=== ENTRIES PROVIDED ===

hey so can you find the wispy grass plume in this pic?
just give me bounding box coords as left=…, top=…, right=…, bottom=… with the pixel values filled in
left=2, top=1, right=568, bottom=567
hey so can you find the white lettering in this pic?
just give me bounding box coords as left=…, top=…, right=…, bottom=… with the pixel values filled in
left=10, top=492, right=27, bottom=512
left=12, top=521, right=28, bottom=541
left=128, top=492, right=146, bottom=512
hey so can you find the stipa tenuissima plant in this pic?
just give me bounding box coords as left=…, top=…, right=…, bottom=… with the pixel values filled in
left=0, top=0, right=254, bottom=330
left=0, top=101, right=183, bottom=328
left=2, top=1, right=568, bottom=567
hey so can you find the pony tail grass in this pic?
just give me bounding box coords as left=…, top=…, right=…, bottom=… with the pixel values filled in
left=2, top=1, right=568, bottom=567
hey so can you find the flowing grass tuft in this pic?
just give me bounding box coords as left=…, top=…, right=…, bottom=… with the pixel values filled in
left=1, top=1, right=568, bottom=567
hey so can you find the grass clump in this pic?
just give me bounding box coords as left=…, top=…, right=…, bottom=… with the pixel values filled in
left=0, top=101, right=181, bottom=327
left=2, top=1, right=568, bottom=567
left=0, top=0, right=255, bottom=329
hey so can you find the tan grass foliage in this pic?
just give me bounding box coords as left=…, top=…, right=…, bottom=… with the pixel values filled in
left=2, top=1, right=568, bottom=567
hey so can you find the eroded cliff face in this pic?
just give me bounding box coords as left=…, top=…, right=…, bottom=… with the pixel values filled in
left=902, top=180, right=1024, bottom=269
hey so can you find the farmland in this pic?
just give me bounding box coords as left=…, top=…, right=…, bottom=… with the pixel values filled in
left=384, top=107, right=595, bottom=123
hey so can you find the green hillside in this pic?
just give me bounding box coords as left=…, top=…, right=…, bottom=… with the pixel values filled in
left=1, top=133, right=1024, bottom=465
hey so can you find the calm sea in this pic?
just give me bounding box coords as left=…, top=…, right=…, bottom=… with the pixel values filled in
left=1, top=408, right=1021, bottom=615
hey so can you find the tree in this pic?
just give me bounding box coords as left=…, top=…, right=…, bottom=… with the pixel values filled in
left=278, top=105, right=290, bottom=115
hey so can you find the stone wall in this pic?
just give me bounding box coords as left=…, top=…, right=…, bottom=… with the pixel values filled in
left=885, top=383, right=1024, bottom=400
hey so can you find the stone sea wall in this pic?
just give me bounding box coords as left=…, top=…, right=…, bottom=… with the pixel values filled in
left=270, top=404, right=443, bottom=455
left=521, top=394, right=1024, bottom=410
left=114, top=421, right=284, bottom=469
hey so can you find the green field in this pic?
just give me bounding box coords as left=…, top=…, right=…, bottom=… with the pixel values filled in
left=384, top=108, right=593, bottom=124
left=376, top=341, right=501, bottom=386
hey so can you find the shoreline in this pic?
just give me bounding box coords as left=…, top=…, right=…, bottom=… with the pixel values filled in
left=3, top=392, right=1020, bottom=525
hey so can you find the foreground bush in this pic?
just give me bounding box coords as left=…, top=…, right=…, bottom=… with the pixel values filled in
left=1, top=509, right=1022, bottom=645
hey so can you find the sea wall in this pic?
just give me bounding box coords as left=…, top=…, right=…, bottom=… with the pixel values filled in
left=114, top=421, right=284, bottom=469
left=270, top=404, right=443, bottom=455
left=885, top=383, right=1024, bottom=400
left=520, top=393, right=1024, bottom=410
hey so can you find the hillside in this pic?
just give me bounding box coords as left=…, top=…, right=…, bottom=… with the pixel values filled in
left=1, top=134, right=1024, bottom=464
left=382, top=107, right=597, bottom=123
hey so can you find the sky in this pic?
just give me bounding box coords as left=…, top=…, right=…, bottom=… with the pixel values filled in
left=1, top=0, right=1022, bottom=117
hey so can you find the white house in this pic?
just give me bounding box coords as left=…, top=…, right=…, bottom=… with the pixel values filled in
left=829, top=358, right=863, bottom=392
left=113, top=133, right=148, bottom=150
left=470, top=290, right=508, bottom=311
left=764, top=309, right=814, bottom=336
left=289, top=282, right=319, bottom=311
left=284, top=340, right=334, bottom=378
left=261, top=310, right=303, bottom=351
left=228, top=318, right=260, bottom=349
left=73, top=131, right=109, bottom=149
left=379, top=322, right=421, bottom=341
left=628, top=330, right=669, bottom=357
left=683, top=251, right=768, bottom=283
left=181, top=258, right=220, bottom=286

===

ASSIGNMENT:
If a line above holds the string "grass", return it as it stands.

WORKED SOLUTION:
hey so can you find the wispy grass plume in this pic?
hey so can you find the pony tail grass in this pic?
hey so can you find the flowing grass tuft in this pic?
hey so can you find the grass clump in this pic?
hey so can you find the tan grass foliage in this pic?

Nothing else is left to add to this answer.